February 24, 2015

The Hackett Group Announces Fourth Quarter and Fiscal 2014 Results

  • Q4 2014 revenue of $60.3 million, up 15%, and pro forma EPS of $0.17, up 113%, both exceeding high end of guidance
  • Fiscal 2014 revenue of $236.7 million, up 6%, pro forma EPS of $0.56 up 37%, and pro forma EBITDA of $27.7 million, up 13%
  • Company announces 2015 annual dividend increase of 17% from 12 cents to 14 cents to be paid semi-annually

MIAMI, FL - February 24, 2015 - The Hackett Group, Inc. (NASDAQ: HCKT), a global strategic advisory and business transformation and technology consulting firm, today announced its financial results for the fourth quarter and fiscal year, which ended January 2, 2015.

Fourth quarter 2014 revenue was $60.3 million, up 15% from prior year. Pro forma diluted earnings per share were $0.17, up 113% when compared to $0.08 for the same period in 2013. Fiscal year 2014 revenue was $236.7 million, up 6% from fiscal year 2013 revenue of $223.8 million. Fiscal year pro forma diluted earnings per share were $0.56, up 37%, as compared to $0.41 in fiscal year 2013. Pro forma information is provided to enhance the understanding of the Company's financial performance and is reconciled to the Company's GAAP information in the accompanying tables.

GAAP diluted earnings per share was $0.16 for the fourth quarter of 2014, as compared to $0.04 in the same period in 2013. GAAP diluted earnings per share in fiscal 2014 was $0.33, as compared to $0.27 in the previous fiscal year. At the end of the fourth quarter of 2014, the Company's cash balances were $14.6 million. During the quarter the Company utilized cash to pay down $8.8 million of its debt facility, leaving a balance of $18.3 million at year end. Additionally, the Company paid its annual dividend of $0.12 per share, an increase from $0.10 per share in the prior year, totaling $3.5 million.

The Company also repurchased 108 thousand shares in the fourth quarter of 2014 at an average cost of $6.08 per share, for a total cost of $657 thousand. As of fiscal year end, the Company's remaining stock repurchase program authorization was $3.7 million.

"We reported strong quarterly and annual results driven by solid North American demand and improving European performance," stated Ted A. Fernandez, Chairman & CEO of The Hackett Group, Inc. "More importantly, I believe this momentum has carried over into the new year, which bodes well for our prospects."

Based on the current economic outlook, the Company estimates total revenue for the first quarter of 2015 to be in the range of $58.5 million to $60.5 million, and estimates pro forma diluted earnings per share to be in the range of $0.13 to $0.15.

Other Highlights

World-Class HR Research – World-class HR organizations continue to outperform their peers, according to new research from The Hackett Group, delivering a greater focus on strategic workforce planning and other high-value activities while operating at 23% lower cost per employee than typical companies and functioning with 32% fewer staff.

The Hackett Group's research found that a well-designed service delivery model (SDM) focusing on operational excellence is one key to how world-class HR organizations achieve greater agility and better understanding of business needs. These companies also turn to HR metrics and analytics to provide better data on their human capital and more effectively quantify the value HR brings to the enterprise. By contrast, half of all typical HR organizations do not even measure the result of change initiatives or produce any type of functional scorecard.
****
» **Challenge**
Turn the earnings release paragraph that opens with "GAAP diluted earnings per share was" into a short bulleted list that keeps its main figures. The material after this point comes from a separate source, not from the earnings release.

» **Dataset content**
****
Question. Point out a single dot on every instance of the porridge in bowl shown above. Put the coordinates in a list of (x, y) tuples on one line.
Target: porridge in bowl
****
» **Exercise answer**
- Q4 2014 GAAP diluted EPS: $0.16, vs. $0.04 in Q4 2013
- Fiscal 2014 GAAP diluted EPS: $0.33, vs. $0.27 in fiscal 2013
- Cash balances at end of Q4 2014: $14.6 million
- Debt paid down during the quarter: $8.8 million, leaving $18.3 million at year end
- Annual dividend paid: $0.12 per share (up from $0.10), totaling $3.5 million